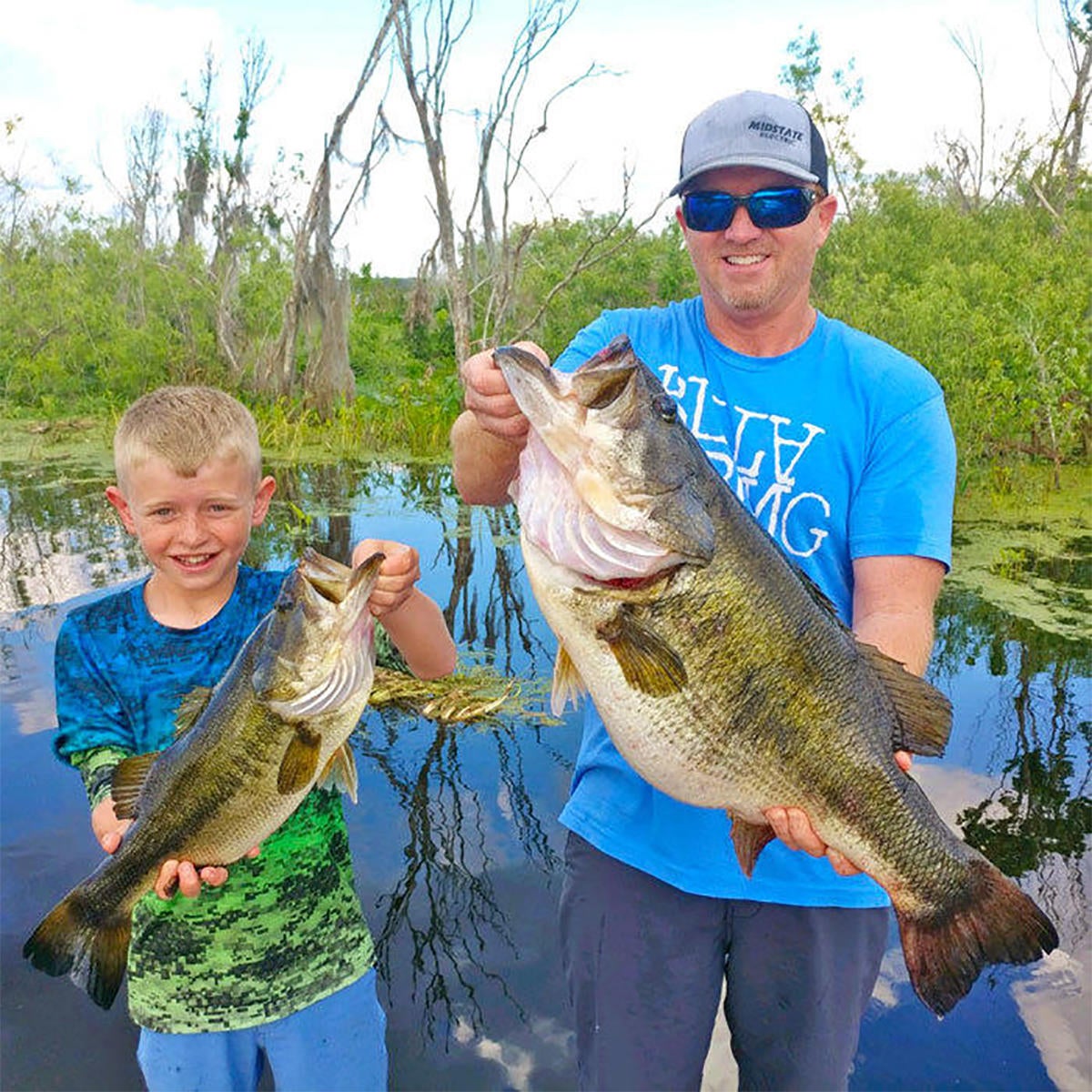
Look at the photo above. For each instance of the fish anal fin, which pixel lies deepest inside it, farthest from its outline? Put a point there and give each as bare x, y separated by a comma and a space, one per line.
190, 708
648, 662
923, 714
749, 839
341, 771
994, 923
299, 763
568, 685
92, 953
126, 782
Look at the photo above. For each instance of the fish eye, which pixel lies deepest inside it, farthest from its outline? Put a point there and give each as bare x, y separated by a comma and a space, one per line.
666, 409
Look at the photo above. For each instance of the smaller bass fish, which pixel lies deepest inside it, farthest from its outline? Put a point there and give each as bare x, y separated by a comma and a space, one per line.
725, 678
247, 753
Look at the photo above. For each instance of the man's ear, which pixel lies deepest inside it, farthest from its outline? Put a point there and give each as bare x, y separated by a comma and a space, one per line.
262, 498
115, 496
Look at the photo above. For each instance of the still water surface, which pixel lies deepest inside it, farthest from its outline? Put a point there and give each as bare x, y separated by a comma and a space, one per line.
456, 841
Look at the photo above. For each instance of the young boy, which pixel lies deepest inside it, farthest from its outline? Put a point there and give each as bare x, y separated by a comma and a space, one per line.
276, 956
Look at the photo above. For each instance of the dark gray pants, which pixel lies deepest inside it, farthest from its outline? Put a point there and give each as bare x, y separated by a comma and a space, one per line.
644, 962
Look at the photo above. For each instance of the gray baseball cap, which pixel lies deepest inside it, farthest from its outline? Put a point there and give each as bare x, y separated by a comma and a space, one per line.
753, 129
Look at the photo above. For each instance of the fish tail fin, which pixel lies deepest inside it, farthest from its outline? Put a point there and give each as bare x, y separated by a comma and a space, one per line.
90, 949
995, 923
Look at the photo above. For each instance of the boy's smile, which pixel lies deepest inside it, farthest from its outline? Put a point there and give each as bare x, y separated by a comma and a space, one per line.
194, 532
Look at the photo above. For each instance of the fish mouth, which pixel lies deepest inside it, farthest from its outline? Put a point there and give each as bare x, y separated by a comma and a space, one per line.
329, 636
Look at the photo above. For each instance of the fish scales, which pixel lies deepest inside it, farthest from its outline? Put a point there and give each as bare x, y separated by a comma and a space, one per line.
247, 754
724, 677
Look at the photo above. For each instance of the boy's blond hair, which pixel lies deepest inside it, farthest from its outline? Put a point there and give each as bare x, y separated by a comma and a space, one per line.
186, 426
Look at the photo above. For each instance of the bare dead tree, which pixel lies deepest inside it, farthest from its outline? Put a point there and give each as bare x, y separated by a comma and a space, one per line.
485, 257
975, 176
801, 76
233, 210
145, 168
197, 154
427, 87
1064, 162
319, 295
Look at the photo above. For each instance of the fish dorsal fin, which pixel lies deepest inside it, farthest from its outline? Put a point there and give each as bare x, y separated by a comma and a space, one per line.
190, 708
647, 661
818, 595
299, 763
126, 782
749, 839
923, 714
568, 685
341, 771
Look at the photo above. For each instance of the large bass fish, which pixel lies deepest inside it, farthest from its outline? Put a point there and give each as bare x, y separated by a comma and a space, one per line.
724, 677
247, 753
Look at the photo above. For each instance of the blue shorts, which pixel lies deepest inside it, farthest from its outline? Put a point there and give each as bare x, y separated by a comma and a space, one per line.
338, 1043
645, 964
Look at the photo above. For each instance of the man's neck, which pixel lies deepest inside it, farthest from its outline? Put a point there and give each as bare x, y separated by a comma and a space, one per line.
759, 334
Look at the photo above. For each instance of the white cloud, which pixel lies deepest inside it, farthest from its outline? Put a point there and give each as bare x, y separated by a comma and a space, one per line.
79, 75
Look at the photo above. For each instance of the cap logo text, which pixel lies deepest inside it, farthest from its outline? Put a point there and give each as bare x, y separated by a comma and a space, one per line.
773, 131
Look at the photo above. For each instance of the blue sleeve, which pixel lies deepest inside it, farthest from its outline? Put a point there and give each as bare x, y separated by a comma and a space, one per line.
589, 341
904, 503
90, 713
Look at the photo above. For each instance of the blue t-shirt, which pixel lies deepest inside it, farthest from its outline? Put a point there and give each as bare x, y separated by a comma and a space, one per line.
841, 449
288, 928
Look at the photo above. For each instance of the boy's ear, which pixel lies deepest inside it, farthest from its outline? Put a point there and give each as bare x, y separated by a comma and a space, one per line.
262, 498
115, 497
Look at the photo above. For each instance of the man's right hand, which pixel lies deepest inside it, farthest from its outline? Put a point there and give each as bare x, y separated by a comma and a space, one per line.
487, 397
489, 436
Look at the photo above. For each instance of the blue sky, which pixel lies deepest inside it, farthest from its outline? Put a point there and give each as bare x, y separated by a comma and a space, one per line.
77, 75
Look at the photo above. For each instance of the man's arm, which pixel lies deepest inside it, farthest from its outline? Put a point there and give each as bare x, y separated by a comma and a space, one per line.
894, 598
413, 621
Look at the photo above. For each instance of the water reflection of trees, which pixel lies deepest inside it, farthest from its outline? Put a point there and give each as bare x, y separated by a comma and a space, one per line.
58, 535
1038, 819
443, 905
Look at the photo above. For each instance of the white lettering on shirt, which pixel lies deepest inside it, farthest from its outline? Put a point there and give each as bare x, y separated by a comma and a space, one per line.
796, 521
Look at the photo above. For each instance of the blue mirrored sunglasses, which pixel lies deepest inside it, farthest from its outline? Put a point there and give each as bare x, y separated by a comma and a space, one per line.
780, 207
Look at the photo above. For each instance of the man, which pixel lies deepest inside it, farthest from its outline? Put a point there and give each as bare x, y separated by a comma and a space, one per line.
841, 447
• • • • •
■ Goal of the exercise:
Reproduce the lines from the one containing "the man's right" to the end of the entries, keeping both ends and adding nothing.

■ Answer to this problem:
Look at the photo above. For each instance of the man's right hand, which pixel lies deepest inside it, farthest from its outline? Put a point there and give each as bare x, y separated by a comma and a space, one per line.
487, 397
489, 436
Look at the photo above. For each instance of the blue sky, which pixel lies deepest inside it, farthest from its outline? Put a point there and give each as bare x, y separated by a comma and a space, one per line.
77, 75
Look at the photo above. For each instance of the man's arm, which pixel lies deepest inside it, farthest from its outline? Put a point there and give each as bare x, y separated by a comma and a space, one per line.
894, 598
413, 621
Look at the photo above. For each instance of the water reflection of trees, which pixel lies deepest inside it, farthest from its outline? Put a point there and give each as bare x, y separated by a comma and a space, one per line.
58, 535
1038, 819
443, 905
Look at the photo above. For each instance of the white lettering on shirt, which pixel lies deepest inside it, farthest from its outline? Put a point there and give each as bare x, y separated by a comma and a space, one per line.
796, 521
Look at the photo above. For each instance of the blue mirrored sunglasses, which pixel lies deepest inside it, farthest from its outline? Put a point there and give each as bare x, y separated by a comma and a space, one per line.
780, 207
Look at the photo above. For each instance of the man, which pixel lies deepest inside it, farthest from its outline? Put a point there and give each as bare x, y separated by a comma and a space, one per line.
841, 447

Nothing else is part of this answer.